Reproduce the entries below in full, replacing every occurrence of "marker" with "pin" and leaving all other text unchanged.

=== MATERIAL FOR THE TASK ===

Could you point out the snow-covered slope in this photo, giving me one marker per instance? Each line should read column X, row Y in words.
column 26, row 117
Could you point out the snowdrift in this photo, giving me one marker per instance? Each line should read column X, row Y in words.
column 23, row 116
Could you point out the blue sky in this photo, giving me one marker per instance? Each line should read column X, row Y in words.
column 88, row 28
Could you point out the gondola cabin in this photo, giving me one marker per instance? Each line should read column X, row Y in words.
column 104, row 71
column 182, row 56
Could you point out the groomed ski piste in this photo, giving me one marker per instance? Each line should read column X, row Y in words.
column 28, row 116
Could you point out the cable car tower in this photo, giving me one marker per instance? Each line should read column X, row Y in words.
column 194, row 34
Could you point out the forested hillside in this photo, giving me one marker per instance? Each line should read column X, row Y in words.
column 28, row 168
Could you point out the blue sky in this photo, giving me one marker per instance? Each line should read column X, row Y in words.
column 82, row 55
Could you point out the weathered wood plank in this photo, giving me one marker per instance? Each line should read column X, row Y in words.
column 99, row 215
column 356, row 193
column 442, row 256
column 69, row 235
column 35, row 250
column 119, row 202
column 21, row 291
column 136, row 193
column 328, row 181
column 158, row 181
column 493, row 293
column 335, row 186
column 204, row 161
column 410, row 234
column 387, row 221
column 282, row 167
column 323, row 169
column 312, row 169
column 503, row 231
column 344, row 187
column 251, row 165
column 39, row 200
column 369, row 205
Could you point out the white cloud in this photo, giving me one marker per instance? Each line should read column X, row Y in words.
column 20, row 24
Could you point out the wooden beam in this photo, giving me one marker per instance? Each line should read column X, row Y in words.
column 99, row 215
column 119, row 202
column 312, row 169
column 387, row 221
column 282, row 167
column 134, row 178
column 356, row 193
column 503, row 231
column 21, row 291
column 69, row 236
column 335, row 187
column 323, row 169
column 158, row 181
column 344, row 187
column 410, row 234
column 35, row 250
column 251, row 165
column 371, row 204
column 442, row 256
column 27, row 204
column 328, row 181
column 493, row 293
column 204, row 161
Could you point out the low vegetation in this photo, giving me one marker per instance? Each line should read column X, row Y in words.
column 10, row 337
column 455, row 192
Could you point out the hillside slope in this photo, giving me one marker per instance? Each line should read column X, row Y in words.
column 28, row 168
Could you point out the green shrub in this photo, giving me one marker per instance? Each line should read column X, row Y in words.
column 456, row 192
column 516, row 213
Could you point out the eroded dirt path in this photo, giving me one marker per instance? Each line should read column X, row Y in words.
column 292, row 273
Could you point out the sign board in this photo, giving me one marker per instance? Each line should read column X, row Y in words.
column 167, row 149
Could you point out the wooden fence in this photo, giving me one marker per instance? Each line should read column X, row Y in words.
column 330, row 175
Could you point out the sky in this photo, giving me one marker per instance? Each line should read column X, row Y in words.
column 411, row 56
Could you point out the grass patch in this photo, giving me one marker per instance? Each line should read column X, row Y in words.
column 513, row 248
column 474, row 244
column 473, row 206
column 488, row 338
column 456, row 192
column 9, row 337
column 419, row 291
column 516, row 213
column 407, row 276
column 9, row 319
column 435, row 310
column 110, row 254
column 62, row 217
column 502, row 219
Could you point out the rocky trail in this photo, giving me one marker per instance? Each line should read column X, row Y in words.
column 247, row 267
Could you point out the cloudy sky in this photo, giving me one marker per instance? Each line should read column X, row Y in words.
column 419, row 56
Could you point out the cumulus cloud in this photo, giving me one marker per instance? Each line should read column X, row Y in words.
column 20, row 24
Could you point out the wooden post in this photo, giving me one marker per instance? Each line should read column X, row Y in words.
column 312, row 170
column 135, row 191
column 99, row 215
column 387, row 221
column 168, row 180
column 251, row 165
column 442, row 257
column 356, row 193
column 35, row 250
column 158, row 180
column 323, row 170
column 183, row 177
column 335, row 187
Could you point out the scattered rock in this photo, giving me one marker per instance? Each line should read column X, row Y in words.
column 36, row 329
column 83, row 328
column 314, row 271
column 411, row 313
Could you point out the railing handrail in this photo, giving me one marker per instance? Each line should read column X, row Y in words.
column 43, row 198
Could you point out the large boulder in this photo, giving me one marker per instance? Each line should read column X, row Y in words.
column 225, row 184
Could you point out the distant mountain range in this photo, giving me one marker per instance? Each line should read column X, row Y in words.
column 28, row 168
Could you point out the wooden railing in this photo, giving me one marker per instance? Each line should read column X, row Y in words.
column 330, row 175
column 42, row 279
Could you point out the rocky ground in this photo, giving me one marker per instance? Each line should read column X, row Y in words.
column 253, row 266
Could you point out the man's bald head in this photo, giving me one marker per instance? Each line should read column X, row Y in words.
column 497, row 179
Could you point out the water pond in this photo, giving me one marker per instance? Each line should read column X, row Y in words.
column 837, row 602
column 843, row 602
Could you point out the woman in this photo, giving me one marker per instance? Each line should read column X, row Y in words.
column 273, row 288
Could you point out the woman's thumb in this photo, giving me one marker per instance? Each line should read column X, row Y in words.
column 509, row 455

===

● **FINAL RESULT**:
Could you point out the snow-covered slope in this photo, giving me one pin per instance? Each line should read column X, row Y in words.
column 26, row 117
Could you point out the snowdrift in this photo, giving me one pin per instance? Each line should read column X, row Y in words.
column 23, row 116
Could you point out the blue sky in this photo, giving me one pin per instance? Each line should read column X, row Y in words.
column 88, row 28
Could you point out the gondola cabin in this photo, giving me one pin per instance? Each line should read column X, row Y in words.
column 104, row 71
column 182, row 56
Could you point out the groomed ski piste in this photo, giving me one pin per instance? Each line should read column X, row Y in words.
column 28, row 116
Could you point out the cable car tower in this photo, giving me one pin per instance? Each line should read column X, row Y in words.
column 194, row 34
Could you point out the forested hillside in this photo, giving me one pin per instance? Each line should read column X, row Y in words.
column 28, row 168
Could you point out the blue sky in this photo, giving me one pin per instance? Each line should read column X, row Y in words.
column 82, row 55
Could you point out the weathered wood plank in this photo, giving me one pin per instance? Each line should read column X, row Y in words.
column 99, row 215
column 356, row 193
column 442, row 256
column 69, row 235
column 35, row 250
column 119, row 202
column 21, row 291
column 136, row 193
column 328, row 181
column 158, row 181
column 493, row 293
column 335, row 186
column 204, row 161
column 410, row 234
column 387, row 221
column 282, row 167
column 323, row 169
column 312, row 169
column 503, row 231
column 344, row 187
column 251, row 165
column 39, row 200
column 369, row 205
Could you point out the white cloud in this photo, giving me one pin per instance? Each line should read column X, row Y in words.
column 20, row 24
Could you point out the wooden beam in this photo, giving me one pin per instance? Each line should read column X, row Y in words.
column 99, row 215
column 119, row 202
column 312, row 169
column 387, row 221
column 282, row 167
column 134, row 178
column 356, row 193
column 503, row 231
column 21, row 291
column 69, row 236
column 335, row 187
column 323, row 169
column 158, row 181
column 344, row 187
column 410, row 234
column 35, row 250
column 251, row 165
column 371, row 204
column 442, row 256
column 27, row 204
column 328, row 181
column 493, row 293
column 204, row 161
Could you point out the low vegetation in this photo, giving me one pin per instance? Each line should read column X, row Y in words.
column 10, row 337
column 455, row 192
Could you point out the hillside slope in this photo, giving me one pin per instance? Each line should read column X, row Y in words.
column 28, row 168
Could you point out the green shrub in this photo, giving me one pin per instance? Each line should read column X, row Y in words.
column 456, row 192
column 516, row 213
Could you point out the eroded dirt path in this photo, giving me one pin per instance? Each line should read column X, row Y in words.
column 292, row 273
Could you point out the sign board in this photo, giving me one pin per instance? Each line should read column X, row Y in words.
column 167, row 149
Could you point out the wooden fence in this photo, giving me one pin per instance? Each line should read column X, row Y in words.
column 330, row 175
Could you point out the sky in this photo, giving me one pin per instance? Each line should read column X, row Y in words.
column 411, row 56
Could you point out the grass patch in this photo, giving me one pin per instance? Each line should read column X, row Y in words.
column 513, row 248
column 474, row 244
column 473, row 206
column 488, row 338
column 456, row 192
column 9, row 337
column 419, row 291
column 516, row 213
column 407, row 276
column 9, row 319
column 435, row 310
column 110, row 254
column 62, row 217
column 502, row 219
Could you point out the rocky trail in this photo, giving me one pin per instance? Each line should read column X, row Y in words.
column 247, row 267
Could you point out the cloudy sky in this photo, giving me one pin per instance? Each line should read column X, row Y in words.
column 419, row 56
Could you point out the cumulus cloud in this photo, giving me one pin per instance? Each line should read column X, row Y in words.
column 20, row 24
Could you point out the wooden post in this photo, giving me one pin per instance? Each line should read column X, row Y in words.
column 312, row 170
column 135, row 191
column 99, row 215
column 387, row 221
column 168, row 180
column 251, row 165
column 442, row 257
column 356, row 193
column 35, row 250
column 158, row 180
column 323, row 170
column 183, row 177
column 335, row 187
Could you point out the scattered rock in this photo, giving me one pin per instance? Each line should read column X, row Y in words.
column 36, row 329
column 83, row 328
column 314, row 271
column 411, row 313
Could you point out the railing handrail in this photo, giving me one pin per instance? Each line should read column X, row Y in words.
column 43, row 198
Could you point out the large boulder in this photo, giving me one pin per instance? Each line should read column X, row Y in words.
column 225, row 184
Could you point out the distant mountain range in this photo, giving me one pin per instance? Each line should read column X, row Y in words.
column 28, row 168
Could you point out the wooden railing in this photo, giving me one pin per instance? Each line should read column X, row Y in words.
column 330, row 175
column 42, row 279
Could you point out the rocky ground in this photo, giving me one pin per instance? Each line should read column X, row Y in words.
column 253, row 266
Could you point out the man's bald head in this photo, giving me one pin per instance? Each line should read column X, row Y in words.
column 497, row 179
Could you point out the water pond in this photo, giving me one pin per instance? Each line should read column X, row Y in words.
column 837, row 602
column 843, row 602
Could you point out the woman in this photo, giving me one pin per instance? Each line should read column X, row Y in words.
column 273, row 288
Could you point out the woman's thumb in this photo, giving me one pin per instance? Each line should read column X, row Y in words.
column 509, row 455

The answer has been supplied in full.